((

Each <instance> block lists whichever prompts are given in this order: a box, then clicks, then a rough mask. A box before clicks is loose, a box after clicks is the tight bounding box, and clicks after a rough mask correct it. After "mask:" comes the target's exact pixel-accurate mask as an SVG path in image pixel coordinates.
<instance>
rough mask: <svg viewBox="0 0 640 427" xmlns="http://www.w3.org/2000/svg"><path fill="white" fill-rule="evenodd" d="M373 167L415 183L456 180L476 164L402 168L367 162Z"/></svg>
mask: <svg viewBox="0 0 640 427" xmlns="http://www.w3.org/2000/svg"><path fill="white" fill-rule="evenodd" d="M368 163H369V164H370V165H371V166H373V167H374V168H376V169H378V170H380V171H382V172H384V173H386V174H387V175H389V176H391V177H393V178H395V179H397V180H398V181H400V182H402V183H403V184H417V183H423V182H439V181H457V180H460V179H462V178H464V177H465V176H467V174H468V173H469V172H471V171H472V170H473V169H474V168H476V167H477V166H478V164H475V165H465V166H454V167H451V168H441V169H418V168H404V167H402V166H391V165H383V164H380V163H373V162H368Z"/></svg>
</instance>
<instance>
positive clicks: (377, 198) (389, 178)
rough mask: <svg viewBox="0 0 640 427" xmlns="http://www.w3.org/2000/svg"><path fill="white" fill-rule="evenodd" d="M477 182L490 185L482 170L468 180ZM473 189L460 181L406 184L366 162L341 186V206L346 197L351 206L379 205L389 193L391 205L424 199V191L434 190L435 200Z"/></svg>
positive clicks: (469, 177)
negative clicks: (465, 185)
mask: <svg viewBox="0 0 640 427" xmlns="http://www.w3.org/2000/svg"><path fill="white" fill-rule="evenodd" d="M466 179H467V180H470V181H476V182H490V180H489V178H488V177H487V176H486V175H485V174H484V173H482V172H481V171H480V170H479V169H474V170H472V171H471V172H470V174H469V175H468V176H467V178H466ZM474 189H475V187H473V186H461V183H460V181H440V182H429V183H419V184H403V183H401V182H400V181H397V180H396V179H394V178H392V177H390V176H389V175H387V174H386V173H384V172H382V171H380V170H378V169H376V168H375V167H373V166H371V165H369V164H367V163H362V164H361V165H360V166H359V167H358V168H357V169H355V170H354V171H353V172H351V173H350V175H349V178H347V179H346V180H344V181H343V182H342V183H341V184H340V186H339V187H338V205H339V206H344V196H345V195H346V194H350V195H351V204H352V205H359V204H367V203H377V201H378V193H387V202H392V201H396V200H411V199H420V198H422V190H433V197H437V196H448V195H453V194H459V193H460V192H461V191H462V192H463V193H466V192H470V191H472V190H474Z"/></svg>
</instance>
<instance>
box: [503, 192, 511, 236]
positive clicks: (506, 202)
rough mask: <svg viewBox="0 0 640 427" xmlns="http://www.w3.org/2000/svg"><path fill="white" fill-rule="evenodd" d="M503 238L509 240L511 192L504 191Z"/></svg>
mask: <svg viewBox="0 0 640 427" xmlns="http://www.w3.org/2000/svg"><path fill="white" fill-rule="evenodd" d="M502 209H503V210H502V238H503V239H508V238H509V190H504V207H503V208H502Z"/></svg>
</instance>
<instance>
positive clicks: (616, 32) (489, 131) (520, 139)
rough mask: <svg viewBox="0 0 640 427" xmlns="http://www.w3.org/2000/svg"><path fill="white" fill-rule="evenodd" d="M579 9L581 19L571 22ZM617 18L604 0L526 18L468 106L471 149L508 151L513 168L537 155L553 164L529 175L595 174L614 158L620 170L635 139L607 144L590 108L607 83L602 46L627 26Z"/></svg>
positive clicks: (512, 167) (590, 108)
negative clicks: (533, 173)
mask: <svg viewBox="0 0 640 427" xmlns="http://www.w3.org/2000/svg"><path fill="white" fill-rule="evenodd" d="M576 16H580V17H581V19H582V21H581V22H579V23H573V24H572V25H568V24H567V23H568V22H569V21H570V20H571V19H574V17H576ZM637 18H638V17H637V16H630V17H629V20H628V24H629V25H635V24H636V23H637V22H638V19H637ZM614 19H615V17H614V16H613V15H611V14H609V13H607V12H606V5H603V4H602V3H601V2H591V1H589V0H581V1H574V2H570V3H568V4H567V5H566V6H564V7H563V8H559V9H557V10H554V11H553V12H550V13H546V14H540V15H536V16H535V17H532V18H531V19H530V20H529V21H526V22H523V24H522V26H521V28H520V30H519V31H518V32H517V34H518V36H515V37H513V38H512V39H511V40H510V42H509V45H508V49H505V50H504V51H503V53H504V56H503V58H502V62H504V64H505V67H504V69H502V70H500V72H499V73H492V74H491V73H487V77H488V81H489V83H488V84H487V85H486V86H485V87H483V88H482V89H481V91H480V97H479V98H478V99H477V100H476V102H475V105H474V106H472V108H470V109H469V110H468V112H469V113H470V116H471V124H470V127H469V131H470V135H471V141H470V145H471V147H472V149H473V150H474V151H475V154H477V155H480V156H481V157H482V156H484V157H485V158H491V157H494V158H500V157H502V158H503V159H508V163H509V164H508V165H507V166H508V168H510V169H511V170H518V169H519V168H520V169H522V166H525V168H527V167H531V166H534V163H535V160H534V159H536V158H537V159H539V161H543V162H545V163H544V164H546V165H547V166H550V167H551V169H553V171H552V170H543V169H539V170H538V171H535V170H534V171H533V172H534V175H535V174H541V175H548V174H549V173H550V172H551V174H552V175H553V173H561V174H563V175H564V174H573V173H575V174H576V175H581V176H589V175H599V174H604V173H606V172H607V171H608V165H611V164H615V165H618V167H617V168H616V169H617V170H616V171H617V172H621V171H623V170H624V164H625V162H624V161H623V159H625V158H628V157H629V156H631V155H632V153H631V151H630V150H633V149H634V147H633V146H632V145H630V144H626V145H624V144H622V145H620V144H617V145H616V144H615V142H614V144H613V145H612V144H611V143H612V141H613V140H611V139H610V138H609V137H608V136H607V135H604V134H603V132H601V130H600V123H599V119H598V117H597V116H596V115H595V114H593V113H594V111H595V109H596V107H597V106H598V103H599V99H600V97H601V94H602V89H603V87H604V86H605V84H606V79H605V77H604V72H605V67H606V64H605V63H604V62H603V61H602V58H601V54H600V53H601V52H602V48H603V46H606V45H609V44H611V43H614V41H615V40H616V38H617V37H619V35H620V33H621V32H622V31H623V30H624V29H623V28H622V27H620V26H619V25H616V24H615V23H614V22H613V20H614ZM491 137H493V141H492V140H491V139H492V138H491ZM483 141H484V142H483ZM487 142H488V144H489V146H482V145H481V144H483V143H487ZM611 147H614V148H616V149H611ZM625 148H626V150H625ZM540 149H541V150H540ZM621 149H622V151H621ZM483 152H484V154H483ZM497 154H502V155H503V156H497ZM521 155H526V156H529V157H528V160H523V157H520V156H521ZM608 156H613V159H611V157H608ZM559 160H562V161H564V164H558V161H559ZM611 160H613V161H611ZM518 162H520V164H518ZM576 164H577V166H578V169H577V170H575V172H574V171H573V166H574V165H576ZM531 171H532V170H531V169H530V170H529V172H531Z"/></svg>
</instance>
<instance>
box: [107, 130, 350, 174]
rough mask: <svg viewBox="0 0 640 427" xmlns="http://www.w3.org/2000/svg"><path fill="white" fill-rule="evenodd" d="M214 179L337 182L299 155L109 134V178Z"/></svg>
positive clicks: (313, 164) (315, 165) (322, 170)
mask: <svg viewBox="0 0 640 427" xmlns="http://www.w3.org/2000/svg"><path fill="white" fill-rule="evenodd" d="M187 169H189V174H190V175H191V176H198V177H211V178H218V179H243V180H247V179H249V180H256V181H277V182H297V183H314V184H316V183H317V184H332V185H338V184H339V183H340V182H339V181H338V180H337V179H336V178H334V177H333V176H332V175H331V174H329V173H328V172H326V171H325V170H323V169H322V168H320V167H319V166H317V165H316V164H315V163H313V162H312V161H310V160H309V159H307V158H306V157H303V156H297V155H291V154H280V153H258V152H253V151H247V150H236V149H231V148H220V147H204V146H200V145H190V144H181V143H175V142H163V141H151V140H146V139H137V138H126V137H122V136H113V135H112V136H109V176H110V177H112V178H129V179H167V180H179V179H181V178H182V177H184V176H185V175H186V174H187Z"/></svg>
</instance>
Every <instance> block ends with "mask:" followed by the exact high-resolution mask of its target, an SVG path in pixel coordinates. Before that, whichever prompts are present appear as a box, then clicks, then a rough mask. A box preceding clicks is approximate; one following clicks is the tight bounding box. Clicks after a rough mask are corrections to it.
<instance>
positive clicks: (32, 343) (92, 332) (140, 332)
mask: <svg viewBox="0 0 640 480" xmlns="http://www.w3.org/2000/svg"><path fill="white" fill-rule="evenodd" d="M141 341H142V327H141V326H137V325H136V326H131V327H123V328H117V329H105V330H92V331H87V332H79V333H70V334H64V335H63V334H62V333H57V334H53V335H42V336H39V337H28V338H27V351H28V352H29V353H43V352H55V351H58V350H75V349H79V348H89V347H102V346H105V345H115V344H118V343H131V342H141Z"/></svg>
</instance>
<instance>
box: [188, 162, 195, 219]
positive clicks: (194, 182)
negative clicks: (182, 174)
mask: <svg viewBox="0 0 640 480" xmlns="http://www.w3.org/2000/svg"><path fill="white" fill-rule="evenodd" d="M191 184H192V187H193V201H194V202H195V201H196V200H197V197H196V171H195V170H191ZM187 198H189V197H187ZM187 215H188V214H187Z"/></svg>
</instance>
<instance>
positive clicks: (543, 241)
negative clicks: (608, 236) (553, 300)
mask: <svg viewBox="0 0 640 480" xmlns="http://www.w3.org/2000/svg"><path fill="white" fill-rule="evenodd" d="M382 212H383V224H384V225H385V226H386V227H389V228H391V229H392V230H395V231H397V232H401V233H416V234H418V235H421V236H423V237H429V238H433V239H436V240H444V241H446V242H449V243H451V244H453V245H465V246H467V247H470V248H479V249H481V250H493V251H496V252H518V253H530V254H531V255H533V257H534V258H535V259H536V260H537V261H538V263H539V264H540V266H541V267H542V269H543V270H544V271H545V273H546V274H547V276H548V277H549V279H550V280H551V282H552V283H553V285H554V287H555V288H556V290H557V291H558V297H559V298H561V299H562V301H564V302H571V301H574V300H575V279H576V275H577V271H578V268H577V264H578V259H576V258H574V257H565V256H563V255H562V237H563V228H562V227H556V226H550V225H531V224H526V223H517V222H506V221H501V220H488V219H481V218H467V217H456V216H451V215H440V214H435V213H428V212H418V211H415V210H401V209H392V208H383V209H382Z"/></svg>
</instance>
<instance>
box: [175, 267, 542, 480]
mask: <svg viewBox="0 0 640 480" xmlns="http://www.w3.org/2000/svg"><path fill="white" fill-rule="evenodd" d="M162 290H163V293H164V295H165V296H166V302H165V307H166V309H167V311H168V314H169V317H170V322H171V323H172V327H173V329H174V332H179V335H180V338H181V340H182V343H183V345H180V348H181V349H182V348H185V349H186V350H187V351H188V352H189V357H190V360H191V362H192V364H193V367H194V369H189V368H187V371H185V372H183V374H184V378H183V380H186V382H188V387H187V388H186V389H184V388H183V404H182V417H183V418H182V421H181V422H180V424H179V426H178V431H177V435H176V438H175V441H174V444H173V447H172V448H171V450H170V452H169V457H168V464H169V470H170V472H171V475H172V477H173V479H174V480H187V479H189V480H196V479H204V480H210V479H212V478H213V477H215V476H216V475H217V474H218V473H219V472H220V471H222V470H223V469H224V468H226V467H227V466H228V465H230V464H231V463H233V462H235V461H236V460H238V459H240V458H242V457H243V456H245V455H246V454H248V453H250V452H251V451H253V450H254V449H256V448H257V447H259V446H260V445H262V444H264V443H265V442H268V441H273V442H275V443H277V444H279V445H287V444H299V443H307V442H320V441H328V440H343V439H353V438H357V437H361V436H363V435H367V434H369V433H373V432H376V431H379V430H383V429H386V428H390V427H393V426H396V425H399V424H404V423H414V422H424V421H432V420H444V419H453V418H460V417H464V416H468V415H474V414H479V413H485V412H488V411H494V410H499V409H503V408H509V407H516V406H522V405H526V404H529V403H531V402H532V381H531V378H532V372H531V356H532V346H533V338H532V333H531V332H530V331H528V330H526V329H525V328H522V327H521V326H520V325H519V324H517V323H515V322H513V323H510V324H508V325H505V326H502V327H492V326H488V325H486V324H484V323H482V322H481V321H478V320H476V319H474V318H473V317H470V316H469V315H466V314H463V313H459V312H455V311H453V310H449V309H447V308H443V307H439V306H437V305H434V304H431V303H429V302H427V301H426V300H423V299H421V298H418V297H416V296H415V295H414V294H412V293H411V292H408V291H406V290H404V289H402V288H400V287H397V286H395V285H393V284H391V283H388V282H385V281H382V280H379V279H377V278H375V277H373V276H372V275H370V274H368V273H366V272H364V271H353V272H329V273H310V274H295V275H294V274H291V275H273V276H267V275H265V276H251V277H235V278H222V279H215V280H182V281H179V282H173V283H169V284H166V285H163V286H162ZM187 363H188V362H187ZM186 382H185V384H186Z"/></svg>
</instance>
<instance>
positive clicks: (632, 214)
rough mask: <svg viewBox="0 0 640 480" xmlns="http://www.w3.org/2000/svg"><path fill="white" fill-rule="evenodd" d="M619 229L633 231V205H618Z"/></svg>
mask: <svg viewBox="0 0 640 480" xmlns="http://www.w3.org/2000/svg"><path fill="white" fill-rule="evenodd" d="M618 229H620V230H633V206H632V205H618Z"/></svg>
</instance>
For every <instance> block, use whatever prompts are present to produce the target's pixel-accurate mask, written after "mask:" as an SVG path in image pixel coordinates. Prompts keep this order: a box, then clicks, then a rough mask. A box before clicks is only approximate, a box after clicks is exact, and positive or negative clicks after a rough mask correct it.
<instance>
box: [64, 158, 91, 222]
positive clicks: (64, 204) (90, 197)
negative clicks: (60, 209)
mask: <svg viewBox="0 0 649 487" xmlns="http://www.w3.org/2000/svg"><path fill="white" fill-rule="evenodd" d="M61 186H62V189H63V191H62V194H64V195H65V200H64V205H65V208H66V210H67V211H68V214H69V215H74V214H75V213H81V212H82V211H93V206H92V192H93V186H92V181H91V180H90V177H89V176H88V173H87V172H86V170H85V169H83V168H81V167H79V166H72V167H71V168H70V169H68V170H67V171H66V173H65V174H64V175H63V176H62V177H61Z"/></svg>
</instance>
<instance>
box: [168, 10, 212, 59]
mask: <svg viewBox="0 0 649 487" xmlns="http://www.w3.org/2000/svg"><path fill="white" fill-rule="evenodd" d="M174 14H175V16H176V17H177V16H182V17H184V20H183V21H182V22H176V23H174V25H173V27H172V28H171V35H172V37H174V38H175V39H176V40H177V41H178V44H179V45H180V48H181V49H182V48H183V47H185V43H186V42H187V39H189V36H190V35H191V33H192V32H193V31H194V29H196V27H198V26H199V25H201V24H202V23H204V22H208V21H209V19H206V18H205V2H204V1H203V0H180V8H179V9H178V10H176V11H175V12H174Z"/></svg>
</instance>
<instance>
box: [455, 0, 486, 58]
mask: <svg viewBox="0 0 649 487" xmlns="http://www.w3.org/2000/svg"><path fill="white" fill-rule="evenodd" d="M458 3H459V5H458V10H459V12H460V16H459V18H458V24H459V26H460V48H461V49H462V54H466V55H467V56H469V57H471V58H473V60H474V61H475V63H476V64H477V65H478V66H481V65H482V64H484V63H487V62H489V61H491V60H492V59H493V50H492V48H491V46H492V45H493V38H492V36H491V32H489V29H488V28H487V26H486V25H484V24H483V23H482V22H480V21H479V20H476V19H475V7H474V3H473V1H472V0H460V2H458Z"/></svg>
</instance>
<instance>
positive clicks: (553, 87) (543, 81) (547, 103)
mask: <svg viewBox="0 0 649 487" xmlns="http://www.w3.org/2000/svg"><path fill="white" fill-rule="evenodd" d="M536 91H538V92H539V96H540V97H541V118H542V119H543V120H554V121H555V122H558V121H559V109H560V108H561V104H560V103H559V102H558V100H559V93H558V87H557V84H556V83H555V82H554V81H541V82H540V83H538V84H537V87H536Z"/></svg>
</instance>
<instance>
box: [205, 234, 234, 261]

))

Check each line of the records for the word "tight" and extract those that contain it.

Each <instance> block lists whichever prompts are given in this order: a box, then clicks, then a rough mask. A box before clicks is loose, a box after clicks is the tight bounding box, and clicks after a rough mask correct it. After "mask:" comes the target's exact pixel-accurate mask as an SVG path in image pixel coordinates.
Every <instance> block ends with "mask:" followed by the exact high-resolution mask of its target, an SVG path in pixel coordinates. Before that, whichever prompts are present appear as a box, then clicks, then a rough mask. A box preceding clicks is approximate; one following clicks is the tight bounding box. Clicks after a rough mask are corrections to it.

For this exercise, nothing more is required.